Here are some records; return them all exactly.
# Start of Records for the task
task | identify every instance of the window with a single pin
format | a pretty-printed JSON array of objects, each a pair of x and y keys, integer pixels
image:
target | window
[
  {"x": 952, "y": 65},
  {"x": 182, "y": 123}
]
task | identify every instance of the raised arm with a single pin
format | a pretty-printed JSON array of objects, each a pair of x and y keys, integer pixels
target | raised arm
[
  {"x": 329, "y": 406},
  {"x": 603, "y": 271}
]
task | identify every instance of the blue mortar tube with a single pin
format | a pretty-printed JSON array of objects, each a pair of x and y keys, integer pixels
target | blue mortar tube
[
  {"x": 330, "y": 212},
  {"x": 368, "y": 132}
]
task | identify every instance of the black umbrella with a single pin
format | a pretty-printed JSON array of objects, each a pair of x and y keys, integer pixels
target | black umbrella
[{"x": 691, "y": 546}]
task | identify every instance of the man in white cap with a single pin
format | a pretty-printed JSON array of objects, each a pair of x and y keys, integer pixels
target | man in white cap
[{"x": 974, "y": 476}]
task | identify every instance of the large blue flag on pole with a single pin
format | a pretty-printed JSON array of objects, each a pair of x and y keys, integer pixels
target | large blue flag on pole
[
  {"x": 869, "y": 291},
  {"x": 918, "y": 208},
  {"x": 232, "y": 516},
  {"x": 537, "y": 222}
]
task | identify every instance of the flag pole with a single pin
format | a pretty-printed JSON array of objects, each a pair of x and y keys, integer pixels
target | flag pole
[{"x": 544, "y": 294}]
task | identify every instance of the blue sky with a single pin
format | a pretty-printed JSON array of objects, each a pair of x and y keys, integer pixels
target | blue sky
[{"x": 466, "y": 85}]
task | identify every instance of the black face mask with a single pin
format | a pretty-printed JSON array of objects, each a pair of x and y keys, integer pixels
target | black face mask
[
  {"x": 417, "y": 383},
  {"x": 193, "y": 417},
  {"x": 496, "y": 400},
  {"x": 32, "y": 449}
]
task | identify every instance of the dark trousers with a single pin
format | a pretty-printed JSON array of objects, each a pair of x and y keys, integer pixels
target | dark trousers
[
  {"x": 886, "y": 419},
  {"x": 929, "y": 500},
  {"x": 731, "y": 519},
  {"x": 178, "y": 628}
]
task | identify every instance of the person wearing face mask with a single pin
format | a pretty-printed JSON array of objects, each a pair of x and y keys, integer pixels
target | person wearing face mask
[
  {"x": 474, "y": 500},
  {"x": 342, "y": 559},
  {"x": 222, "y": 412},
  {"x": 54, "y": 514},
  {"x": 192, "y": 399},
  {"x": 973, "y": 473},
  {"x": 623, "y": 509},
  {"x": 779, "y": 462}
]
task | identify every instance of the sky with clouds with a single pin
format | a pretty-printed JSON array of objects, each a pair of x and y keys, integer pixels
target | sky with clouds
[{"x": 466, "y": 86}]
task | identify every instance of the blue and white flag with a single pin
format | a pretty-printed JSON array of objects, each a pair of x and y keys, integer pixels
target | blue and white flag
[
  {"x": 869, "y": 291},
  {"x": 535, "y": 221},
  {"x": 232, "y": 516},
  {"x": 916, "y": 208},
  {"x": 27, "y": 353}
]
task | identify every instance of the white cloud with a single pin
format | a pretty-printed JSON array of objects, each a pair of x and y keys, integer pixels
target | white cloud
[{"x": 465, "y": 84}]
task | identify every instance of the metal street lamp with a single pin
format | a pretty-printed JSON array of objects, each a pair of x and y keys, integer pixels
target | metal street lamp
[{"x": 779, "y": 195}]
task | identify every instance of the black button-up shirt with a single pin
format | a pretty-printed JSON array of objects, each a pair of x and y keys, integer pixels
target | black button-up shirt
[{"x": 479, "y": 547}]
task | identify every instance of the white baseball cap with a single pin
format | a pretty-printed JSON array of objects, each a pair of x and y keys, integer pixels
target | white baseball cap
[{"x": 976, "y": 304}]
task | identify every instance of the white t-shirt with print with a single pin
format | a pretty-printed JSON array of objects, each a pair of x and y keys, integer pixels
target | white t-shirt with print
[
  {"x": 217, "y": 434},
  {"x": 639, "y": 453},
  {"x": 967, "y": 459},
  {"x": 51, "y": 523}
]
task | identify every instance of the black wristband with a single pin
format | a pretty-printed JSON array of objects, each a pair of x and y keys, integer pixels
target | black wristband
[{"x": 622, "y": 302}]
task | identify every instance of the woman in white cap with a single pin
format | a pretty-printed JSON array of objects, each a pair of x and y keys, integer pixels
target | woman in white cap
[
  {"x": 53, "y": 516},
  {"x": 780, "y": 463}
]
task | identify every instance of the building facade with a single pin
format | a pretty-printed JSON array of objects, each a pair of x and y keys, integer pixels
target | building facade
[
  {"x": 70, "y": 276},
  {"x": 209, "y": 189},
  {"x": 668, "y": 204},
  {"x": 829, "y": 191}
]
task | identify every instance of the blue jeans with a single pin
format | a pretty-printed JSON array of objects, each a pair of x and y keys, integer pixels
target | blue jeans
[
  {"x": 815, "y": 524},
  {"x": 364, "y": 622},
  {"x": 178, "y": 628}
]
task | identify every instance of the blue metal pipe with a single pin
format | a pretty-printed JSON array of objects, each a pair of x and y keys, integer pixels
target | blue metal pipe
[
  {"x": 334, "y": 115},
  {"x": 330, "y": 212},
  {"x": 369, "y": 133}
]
# End of Records for the task
Finished task:
task | identify every instance of the window with a single pin
format | a pretty-printed JSON array of objects, each a pair of x and y keys, integer pixels
image:
target | window
[
  {"x": 952, "y": 65},
  {"x": 182, "y": 123}
]
task | identify every instance of the raised arm with a single pin
format | a pretty-printed JSON array of objects, each a pair of x and y keys, integer pixels
target | raised arm
[
  {"x": 329, "y": 406},
  {"x": 603, "y": 271}
]
task | identify every instance of the blue mortar tube with a single pin
format | a pretty-printed JSON array of objects, each a pair of x and y keys, integer pixels
target | blue mortar tube
[
  {"x": 330, "y": 212},
  {"x": 368, "y": 132}
]
task | identify every instance of the black umbrella with a single pin
format | a pretty-printed JSON array of objects, each a pair of x and y keys, integer pixels
target | black umbrella
[{"x": 691, "y": 546}]
task | identify every instance of the man in white cap with a single pin
format | a pretty-printed JSON array of objects, each a pair of x and y keys, integer pixels
target | man in white cap
[{"x": 974, "y": 476}]
task | identify every instance of the large blue flag on pole with a single pin
format | a pretty-printed JSON array of objects, each a pair of x and y keys, integer pixels
target | large blue flag on pole
[
  {"x": 869, "y": 291},
  {"x": 918, "y": 208},
  {"x": 232, "y": 516},
  {"x": 537, "y": 222}
]
task | identify every instance of the flag pole with a single pin
format | a pretty-printed JSON array of objects, each a pair of x and y keys, integer pixels
target | flag pole
[{"x": 544, "y": 294}]
task | identify every instance of the blue sky with a single pin
format | a pretty-printed JSON array of objects, each a pair of x and y keys, integer pixels
target | blue sky
[{"x": 466, "y": 85}]
task | identify every instance of the black face mask with a single pin
format | a pretty-printed JSON array of objects, each a pair of x and y keys, integer pixels
target | black face mask
[
  {"x": 417, "y": 383},
  {"x": 193, "y": 417},
  {"x": 496, "y": 400},
  {"x": 32, "y": 449}
]
task | identify every instance of the dark trousers with a single pin
format | a pretty-printed JSON array of objects, each a pair of x and y keys, integer pixels
target | dark trousers
[
  {"x": 886, "y": 419},
  {"x": 929, "y": 500},
  {"x": 731, "y": 519},
  {"x": 178, "y": 628}
]
task | identify every instance of the person wearing face mask with a single pin
format | a pretty-printed JSON array of objects, each a pair of x and y keys, integer pixels
target | person wearing face mask
[
  {"x": 474, "y": 500},
  {"x": 342, "y": 559},
  {"x": 222, "y": 412},
  {"x": 54, "y": 514},
  {"x": 192, "y": 399},
  {"x": 973, "y": 473},
  {"x": 623, "y": 509},
  {"x": 779, "y": 462}
]
task | identify every instance of the sky with clouds with a single pin
format | a pretty-printed JSON array of objects, each a pair of x and y keys, integer pixels
target | sky with clouds
[{"x": 466, "y": 86}]
task | identify every instance of the blue and white flag with a single pin
format | a pretty-printed JSON array of objects, each a pair of x and y keys, integer pixels
target | blue and white flag
[
  {"x": 869, "y": 291},
  {"x": 535, "y": 221},
  {"x": 232, "y": 516},
  {"x": 916, "y": 208},
  {"x": 27, "y": 353}
]
task | identify every instance of the white cloud with a single pin
format | a pretty-printed JSON array of objects, each a pair of x and y keys, integer pixels
target | white cloud
[{"x": 465, "y": 84}]
task | identify every instance of the metal street lamp with a single pin
format | a pretty-printed JSON array of objects, each a pair of x and y keys, integer pixels
target | metal street lamp
[{"x": 779, "y": 195}]
task | identify every instance of the black button-up shirt with a single pin
format | a pretty-printed JSON array of objects, each a pair of x and y keys, integer pixels
target | black button-up shirt
[{"x": 479, "y": 547}]
task | identify every instance of the white baseball cap with a single pin
format | a pretty-printed JSON array of objects, each a pair of x and y keys, integer pixels
target | white baseball cap
[{"x": 976, "y": 304}]
task | identify every instance of the white t-shirt with print with a single pin
format | a pretty-printed JSON array of objects, each a pair of x and y keys, integer pixels
target | white t-shirt with print
[
  {"x": 217, "y": 434},
  {"x": 639, "y": 453},
  {"x": 967, "y": 459},
  {"x": 51, "y": 523}
]
task | identify every instance of the black wristband with a single pin
format | a pretty-printed JSON array of objects, each a pair of x and y keys, integer pixels
target | black wristband
[{"x": 622, "y": 302}]
task | identify every instance of the woman in white cap with a single pin
format | a pretty-printed JSON array of objects, each a pair of x and y keys, integer pixels
target | woman in white cap
[
  {"x": 53, "y": 516},
  {"x": 780, "y": 463}
]
task | identify every instance of the building facade with a single pin
format | a pretty-printed JSON array of objects, each a pair of x and y keys, integer pixels
target | building facade
[
  {"x": 70, "y": 276},
  {"x": 209, "y": 189},
  {"x": 668, "y": 204},
  {"x": 829, "y": 191}
]
task | identify every instance of the blue jeans with a single pin
format | a pretty-printed JSON array of objects, each a pair of x and y keys, integer pixels
target | blue jeans
[
  {"x": 815, "y": 524},
  {"x": 364, "y": 622},
  {"x": 178, "y": 628}
]
task | identify every instance of the blue metal pipe with a single pin
format | a pretty-printed JSON array of objects, each a pair of x and y keys, integer pixels
target | blue metal pipe
[
  {"x": 334, "y": 115},
  {"x": 330, "y": 212},
  {"x": 369, "y": 133}
]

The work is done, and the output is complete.